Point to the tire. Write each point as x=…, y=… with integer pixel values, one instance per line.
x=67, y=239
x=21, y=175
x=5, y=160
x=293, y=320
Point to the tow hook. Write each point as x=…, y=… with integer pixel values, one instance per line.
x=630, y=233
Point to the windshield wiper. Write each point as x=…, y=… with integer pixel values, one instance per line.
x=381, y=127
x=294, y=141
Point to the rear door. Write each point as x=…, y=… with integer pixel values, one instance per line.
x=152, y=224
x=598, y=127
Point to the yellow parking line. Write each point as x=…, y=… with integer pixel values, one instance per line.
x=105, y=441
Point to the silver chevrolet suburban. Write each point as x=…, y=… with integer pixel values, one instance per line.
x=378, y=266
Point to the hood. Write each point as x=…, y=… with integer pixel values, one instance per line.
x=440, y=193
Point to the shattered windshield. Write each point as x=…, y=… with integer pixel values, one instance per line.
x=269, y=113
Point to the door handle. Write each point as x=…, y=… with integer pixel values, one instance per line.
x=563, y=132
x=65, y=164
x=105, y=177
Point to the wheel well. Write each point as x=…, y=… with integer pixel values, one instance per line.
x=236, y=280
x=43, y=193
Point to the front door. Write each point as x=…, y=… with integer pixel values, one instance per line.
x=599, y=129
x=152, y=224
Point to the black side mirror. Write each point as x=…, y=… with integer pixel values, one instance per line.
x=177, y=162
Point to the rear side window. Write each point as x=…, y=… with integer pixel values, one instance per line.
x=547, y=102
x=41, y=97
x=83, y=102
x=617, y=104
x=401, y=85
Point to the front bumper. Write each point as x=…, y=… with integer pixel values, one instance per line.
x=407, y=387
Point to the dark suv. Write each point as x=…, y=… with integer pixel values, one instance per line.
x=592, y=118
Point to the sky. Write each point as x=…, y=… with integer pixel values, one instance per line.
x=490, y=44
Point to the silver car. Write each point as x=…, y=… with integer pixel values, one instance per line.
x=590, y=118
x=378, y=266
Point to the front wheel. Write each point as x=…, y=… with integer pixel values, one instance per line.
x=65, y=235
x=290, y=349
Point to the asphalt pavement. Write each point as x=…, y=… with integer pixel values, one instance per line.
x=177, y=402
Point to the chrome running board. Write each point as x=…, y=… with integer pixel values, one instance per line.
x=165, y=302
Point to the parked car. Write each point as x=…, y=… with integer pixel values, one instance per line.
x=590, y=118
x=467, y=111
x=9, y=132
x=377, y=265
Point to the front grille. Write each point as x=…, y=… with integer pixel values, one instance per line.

________________________

Exercise prompt -> Above are the entries; give them back verbatim.

Answer for the task ->
Point to the tire. Write each point as x=…, y=… with integer pixel values, one instance per line.
x=67, y=239
x=21, y=175
x=5, y=160
x=293, y=320
Point to the tow hook. Write each point as x=…, y=… with integer pixel values, one instance per line.
x=630, y=233
Point to the windshield wiper. Write each point as x=…, y=… with integer pixel values, one instance per line.
x=381, y=127
x=294, y=141
Point to the rear door. Write each point as x=…, y=… with integer pixel values, one instance per line.
x=152, y=224
x=598, y=127
Point to the yellow parking line. Write each point as x=…, y=… with integer pixel values, one instance per line.
x=105, y=441
Point to the silver chevrolet suburban. Write each point as x=…, y=… with integer pixel values, one instance per line.
x=378, y=266
Point to the hood. Write each point as x=…, y=… with integer pixel values, one instance per line.
x=440, y=193
Point to the shattered windshield. Write each point as x=…, y=… with integer pixel values, one instance per line.
x=269, y=113
Point to the door handle. Write each point as x=…, y=… with integer pixel values, one instance per line.
x=563, y=132
x=65, y=164
x=105, y=177
Point to the wheel well. Write each point as x=…, y=… with integer pixel values, one instance per line.
x=236, y=280
x=43, y=193
Point to the front door. Write each point as x=…, y=… with integer pixel values, one instance per line.
x=599, y=129
x=152, y=224
Point to the black side mirror. Write each point as x=…, y=… with integer pixel values, one instance per line.
x=177, y=162
Point to the rear side window. Write each point as x=…, y=… with integer pixel values, one instance per line.
x=547, y=102
x=41, y=97
x=83, y=102
x=617, y=104
x=401, y=85
Point to the front bumper. Write each point as x=…, y=… with integer pixel values, one instance per line.
x=407, y=387
Point to the dark suv. Write each point as x=…, y=… with integer pixel values, one instance per line.
x=592, y=118
Point to the sky. Write each point as x=…, y=… with integer pixel values, one instance per line.
x=490, y=44
Point to the silver car. Write each point as x=…, y=… with integer pixel values, one instance per line.
x=590, y=118
x=378, y=266
Point to the front wheel. Write each point as x=…, y=… with integer pixel values, one instance per line.
x=65, y=235
x=290, y=349
Point to the asphalt pavement. Write each point as x=…, y=… with integer pixel values, one instance per line.
x=177, y=402
Point to the chrome running board. Write each point as x=…, y=… with integer pixel values, one instance per line.
x=165, y=302
Point to the parked car. Write each point as x=…, y=… with integer pixel values, one instance per line.
x=590, y=118
x=467, y=111
x=9, y=132
x=377, y=265
Point to the front grille. Write each point as x=…, y=… with integer pixel values, one instance per line.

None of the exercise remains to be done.